▶ **Recorded information**:
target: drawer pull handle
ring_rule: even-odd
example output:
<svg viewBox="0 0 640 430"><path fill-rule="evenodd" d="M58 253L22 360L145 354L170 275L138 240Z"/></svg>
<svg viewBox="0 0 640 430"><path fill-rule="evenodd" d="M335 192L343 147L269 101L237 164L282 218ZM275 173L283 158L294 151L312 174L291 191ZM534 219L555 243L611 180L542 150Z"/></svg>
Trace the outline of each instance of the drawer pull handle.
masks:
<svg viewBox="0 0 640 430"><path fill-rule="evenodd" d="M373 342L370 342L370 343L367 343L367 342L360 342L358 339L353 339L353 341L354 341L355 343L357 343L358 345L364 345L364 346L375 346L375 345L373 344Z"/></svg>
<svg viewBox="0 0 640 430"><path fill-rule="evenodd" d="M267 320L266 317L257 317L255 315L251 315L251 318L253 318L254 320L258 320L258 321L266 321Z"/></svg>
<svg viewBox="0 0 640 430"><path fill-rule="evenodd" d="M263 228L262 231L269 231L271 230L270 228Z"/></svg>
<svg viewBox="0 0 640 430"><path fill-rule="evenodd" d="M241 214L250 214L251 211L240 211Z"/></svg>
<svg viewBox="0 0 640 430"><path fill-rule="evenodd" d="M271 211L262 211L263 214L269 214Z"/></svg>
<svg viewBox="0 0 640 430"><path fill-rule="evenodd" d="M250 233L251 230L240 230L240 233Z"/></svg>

▶ **Exercise**:
Which lines above run from the one containing "ring_rule: even-odd" to the one containing "Trace the outline"? Give them again exactly, both ends included.

▶ **Response**:
ring_rule: even-odd
example output:
<svg viewBox="0 0 640 430"><path fill-rule="evenodd" d="M58 253L22 360L145 354L170 275L138 240Z"/></svg>
<svg viewBox="0 0 640 430"><path fill-rule="evenodd" d="M335 192L343 147L269 101L237 164L282 218ZM275 173L283 158L294 151L312 174L291 191ZM534 219L555 243L611 180L542 150Z"/></svg>
Trace the outline of each instance of the drawer pull handle.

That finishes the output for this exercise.